# BLOCO DE TEXTO:
══════

Segundo Nicolas Abraham e Maria Torok, em cada família existe uma espécie de fulcro central inconsciente no qual “segredos inomináveis” são enterrados e que geram “fantasmas transgeracionais” que são “encarnados” nos descendentes: segredos familiares que surgem de acontecimentos chocantes sobre os quais desce o véu do “esquecimento”.

Enrico, um profissional estabelecido, vive constantemente num estado de ansiedade: abrir a correspondencia eletrônica, receber uma carta registada ou simplesmente ouvir a sirene da pocia, são situações que fazem o seu coração pular fora de medo, por vezes de pânico real, como se estivesse à espera de um castigo, sem um motivo consciente, como Josef K no livro O Processo de Kafka, condenado à morte por uma falta inexistente. 

Os temas do cemitério e do túmulo familiar são recorrentes nos seus sonhos:

Estou num cemitério juntamente com uma pessoa cujo rosto não consigo ver, apenas um pouco insinuado na silhueta etérea. Estamos num ponto que domina todo o cemitério; é o anoitecer; chamo a pessoa ao meu lado e digo: “Despacha-te, é tarde, ja está  escurecendo e temos de sair!

Ainda estou no cemitério com os meus irmãos; estamos lá porque temos de tratar de alguma papelada burocrática relacionada com o túmulo da família onde os nossos pais e outros familiares estão enterrados. É noite, tenho medo… Olho para a escuridão e vejo algumas pessoas que estão cavando. Um rapaz acompanha-nos para um quarto sujo, cheio de insectos; junto a ele há um banheiro pútrido e malcheiroso, com uma base de duchea cheia de baratas; compreendo que teremos de dormir lá.

══════

(Entradas de dados armazenados)
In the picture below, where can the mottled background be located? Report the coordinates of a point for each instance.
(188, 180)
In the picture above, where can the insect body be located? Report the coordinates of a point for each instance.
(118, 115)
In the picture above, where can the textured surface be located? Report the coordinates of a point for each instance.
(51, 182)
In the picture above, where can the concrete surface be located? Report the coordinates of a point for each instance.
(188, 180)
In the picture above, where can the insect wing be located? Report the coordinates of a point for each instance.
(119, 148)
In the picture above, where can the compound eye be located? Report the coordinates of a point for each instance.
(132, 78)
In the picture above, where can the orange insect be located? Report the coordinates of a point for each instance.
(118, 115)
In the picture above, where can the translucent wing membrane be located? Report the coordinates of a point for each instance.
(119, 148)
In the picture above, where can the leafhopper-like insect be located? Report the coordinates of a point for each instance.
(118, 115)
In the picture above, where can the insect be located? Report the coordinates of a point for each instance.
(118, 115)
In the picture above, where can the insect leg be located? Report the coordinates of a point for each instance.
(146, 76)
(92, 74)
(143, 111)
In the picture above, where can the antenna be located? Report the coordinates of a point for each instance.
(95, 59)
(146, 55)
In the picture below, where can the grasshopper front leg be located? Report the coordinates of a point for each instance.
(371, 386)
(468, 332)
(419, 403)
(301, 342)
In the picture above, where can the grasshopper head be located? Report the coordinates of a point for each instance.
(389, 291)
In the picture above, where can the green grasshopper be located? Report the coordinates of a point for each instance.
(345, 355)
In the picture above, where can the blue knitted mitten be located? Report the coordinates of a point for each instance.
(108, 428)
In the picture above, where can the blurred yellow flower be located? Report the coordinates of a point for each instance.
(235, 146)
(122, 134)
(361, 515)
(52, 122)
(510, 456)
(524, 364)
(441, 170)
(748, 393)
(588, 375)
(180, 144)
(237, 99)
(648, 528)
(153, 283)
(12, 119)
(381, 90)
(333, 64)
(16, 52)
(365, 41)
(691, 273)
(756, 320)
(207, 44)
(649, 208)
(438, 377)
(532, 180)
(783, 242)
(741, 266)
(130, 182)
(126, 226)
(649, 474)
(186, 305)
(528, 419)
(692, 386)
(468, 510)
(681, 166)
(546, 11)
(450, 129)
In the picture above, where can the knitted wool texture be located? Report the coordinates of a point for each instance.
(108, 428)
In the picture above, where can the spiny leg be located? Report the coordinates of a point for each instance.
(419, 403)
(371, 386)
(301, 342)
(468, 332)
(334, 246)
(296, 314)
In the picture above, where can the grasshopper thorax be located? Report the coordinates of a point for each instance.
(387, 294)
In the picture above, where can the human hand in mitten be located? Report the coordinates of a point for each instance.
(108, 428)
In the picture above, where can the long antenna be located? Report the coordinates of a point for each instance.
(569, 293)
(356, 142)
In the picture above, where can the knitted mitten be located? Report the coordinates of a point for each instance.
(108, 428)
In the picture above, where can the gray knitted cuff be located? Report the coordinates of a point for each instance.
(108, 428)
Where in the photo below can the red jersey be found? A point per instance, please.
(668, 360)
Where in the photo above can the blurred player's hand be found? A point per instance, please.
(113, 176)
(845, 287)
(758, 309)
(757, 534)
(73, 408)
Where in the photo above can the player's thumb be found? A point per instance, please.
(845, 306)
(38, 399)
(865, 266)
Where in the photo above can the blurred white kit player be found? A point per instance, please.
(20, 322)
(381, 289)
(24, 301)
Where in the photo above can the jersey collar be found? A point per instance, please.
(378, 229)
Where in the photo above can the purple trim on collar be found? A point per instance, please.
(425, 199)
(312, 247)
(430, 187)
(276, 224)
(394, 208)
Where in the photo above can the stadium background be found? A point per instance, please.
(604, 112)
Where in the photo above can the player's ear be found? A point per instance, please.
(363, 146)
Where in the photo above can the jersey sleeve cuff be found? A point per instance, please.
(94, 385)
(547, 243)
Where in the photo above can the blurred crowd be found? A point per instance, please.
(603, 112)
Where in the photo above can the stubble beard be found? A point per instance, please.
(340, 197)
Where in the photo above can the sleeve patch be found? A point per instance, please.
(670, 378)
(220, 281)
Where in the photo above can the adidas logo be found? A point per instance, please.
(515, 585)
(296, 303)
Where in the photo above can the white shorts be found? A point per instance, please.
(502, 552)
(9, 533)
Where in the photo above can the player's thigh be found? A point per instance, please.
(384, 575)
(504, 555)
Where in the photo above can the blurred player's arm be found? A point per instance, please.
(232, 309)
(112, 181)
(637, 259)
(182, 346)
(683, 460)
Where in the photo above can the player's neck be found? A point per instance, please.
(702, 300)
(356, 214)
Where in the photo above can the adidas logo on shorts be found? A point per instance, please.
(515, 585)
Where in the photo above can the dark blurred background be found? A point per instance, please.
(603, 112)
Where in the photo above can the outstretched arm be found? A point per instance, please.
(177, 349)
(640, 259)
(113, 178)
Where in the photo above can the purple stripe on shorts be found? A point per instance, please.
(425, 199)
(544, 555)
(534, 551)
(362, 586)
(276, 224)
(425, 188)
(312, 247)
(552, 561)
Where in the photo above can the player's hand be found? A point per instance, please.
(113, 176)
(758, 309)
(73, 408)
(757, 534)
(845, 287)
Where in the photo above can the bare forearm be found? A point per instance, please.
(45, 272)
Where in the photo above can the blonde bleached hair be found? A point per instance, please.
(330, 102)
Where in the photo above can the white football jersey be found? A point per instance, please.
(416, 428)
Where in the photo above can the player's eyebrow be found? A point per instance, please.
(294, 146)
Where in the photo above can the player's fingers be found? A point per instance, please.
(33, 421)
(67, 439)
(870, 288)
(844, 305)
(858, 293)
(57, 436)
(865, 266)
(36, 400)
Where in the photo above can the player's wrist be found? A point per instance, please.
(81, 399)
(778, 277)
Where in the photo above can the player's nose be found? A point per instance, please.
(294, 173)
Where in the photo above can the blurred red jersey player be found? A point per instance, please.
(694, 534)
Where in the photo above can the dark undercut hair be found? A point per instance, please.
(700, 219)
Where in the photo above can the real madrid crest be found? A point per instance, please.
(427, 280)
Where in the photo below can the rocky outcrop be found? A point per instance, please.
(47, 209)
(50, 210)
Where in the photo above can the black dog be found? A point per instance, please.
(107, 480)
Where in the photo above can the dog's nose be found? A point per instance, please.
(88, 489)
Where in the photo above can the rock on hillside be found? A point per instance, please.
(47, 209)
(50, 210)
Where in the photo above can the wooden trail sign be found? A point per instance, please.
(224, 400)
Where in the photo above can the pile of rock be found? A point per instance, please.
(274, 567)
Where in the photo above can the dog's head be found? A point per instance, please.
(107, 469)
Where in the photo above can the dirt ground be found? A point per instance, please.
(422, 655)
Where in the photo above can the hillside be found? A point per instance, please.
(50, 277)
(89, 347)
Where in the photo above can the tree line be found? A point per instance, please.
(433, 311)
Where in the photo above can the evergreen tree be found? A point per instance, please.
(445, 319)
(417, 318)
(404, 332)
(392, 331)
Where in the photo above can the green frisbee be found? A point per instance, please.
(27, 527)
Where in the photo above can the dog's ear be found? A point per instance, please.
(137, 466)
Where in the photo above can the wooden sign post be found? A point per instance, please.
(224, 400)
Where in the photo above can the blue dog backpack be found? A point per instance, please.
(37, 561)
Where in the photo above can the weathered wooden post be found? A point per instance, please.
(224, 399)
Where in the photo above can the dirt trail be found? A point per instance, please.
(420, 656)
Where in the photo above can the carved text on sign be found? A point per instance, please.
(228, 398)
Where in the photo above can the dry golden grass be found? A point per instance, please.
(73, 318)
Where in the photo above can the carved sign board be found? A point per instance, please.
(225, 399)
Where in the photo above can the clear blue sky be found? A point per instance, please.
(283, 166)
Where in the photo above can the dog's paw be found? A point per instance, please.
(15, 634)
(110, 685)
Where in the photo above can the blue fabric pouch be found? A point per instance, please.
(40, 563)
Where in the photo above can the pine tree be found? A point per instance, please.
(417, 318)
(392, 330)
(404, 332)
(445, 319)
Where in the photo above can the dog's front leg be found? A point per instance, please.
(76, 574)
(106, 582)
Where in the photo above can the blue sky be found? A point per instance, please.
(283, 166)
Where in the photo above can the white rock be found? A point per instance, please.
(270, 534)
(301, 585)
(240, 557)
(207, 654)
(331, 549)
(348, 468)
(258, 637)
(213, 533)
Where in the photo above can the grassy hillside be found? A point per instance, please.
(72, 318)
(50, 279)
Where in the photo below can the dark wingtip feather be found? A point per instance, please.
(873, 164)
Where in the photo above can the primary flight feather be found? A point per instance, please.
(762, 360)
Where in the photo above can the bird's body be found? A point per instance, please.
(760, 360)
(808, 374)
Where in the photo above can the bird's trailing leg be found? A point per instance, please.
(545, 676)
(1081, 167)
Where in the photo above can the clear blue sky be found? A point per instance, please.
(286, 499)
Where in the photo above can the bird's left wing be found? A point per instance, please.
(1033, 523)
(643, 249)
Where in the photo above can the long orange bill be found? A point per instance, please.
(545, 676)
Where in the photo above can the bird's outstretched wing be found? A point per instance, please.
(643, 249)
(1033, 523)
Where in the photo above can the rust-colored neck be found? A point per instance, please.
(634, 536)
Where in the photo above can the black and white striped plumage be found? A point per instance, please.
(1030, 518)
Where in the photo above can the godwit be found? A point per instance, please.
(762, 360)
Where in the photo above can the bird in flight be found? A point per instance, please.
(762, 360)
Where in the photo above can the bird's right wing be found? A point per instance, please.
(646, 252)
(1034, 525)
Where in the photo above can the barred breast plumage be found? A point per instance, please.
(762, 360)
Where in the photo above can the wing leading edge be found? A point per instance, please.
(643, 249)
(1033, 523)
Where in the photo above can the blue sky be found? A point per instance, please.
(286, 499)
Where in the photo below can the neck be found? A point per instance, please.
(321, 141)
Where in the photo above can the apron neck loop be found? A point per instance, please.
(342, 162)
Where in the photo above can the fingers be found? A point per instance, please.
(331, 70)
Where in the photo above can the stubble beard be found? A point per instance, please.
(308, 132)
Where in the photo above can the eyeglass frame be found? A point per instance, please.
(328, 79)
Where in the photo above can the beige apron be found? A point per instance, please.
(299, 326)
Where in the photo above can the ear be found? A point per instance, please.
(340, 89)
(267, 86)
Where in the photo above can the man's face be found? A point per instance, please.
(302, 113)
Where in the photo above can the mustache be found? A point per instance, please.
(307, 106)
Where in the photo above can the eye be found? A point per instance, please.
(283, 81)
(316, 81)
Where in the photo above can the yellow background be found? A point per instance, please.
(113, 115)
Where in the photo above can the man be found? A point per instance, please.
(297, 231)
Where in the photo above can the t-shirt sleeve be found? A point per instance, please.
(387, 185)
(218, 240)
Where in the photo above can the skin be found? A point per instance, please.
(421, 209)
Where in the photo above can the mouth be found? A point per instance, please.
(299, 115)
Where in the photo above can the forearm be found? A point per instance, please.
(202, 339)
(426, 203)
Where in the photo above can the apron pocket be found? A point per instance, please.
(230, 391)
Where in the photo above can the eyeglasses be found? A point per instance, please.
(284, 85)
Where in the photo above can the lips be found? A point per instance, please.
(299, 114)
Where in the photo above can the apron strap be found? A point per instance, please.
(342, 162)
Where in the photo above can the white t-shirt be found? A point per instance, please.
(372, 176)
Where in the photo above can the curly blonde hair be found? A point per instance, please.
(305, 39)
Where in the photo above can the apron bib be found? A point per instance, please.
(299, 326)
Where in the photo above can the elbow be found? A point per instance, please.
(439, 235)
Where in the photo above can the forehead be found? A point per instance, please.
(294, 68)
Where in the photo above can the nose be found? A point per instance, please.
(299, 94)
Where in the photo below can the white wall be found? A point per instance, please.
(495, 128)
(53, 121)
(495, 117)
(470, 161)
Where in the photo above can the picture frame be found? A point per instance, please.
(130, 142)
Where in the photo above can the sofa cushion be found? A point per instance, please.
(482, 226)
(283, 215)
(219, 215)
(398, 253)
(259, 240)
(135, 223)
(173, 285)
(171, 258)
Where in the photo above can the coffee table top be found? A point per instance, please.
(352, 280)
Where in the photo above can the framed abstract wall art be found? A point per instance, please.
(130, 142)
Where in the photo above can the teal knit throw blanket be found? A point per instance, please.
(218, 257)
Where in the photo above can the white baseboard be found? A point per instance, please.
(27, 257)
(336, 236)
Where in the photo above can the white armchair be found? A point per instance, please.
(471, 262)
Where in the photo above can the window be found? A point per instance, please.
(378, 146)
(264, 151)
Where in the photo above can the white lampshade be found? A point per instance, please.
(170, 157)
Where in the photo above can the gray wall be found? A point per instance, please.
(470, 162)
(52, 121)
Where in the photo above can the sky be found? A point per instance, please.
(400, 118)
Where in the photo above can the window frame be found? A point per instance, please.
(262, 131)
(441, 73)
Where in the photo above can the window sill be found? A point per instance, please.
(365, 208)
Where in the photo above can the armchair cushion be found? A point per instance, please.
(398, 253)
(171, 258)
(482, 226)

══════

# COMPLETE O SEGUINTE:
a) Imprima o trecho do texto sobre segredos familiares entre "Enrico, um profissional" e "temos de sair!", inclusive.
b) Indique se cada afirmação abaixo está de acordo com o texto sobre segredos familiares. Responda sim ou não e cite as palavras exatas do texto que decidem a questão: (i) Enrico é um profissional estabelecido. (ii) No primeiro sonho, a cena se passa de manhã. (iii) No túmulo da família estão enterrados os pais do sonhador e de seus irmãos.
c) Dê continuidade ao texto sobre segredos familiares, começando logo após a última frase apresentada.

# RESPOSTAS EM ORDEM:
a)
Enrico, um profissional estabelecido, vive constantemente num estado de ansiedade: abrir a correspondencia eletrônica, receber uma carta registada ou simplesmente ouvir a sirene da pocia, são situações que fazem o seu coração pular fora de medo, por vezes de pânico real, como se estivesse à espera de um castigo, sem um motivo consciente, como Josef K no livro O Processo de Kafka, condenado à morte por uma falta inexistente. 

Os temas do cemitério e do túmulo familiar são recorrentes nos seus sonhos:

Estou num cemitério juntamente com uma pessoa cujo rosto não consigo ver, apenas um pouco insinuado na silhueta etérea. Estamos num ponto que domina todo o cemitério; é o anoitecer; chamo a pessoa ao meu lado e digo: “Despacha-te, é tarde, ja está  escurecendo e temos de sair!

b) (i) Sim: "Enrico, um profissional estabelecido". (ii) Não: "é o anoitecer". (iii) Sim: "o túmulo da família onde os nossos pais e outros familiares estão enterrados".

c)
Nas suas notas, Enrico escreveu: “Nos últimos dias, tenho pensado constantemente na decomposição dos corpos dos meus parentes enterrados na nossa capela e em particular, penso na minha mãe. Imagino o seu corpo agora mumificado e comido e o líquido que escorre fora do caixão. Não sinto repulsa nem repugnância, mas sinto pena dela e de mim. O pensamento tornou-se obsessivo e deixa-me muitas vezes, sem fôlego, penso que deveria estar com ela/eles a consolá-los e, digo eu à minha mãe e ao meu pai: “não se preocupem, estou chegando”. E  choro sozinho, desesperado”.

Quando Enrico era uma criança, o seu pai desapareceu durante alguns meses sem que ele soubesse porquê. Lembra-se de uma mudança repentina para outra cidade, sussurros quase imperceptiveis e sua mãe a chorar.

Estou na casa da nossa família, vejo uma caixa de livros de madeira muito antiga que estava na casa dos meus pais, agora perdida. Não a consigo abrir… Acordo com lágrimas nos olhos.

Depois desse sonho Enrico foi remexer nas gavetas da antiga casa da família e  encontrou uma velha carta do seu pai para a sua mãe, e pelo conteúdo entende que se trata de uma carta escrita da prisão.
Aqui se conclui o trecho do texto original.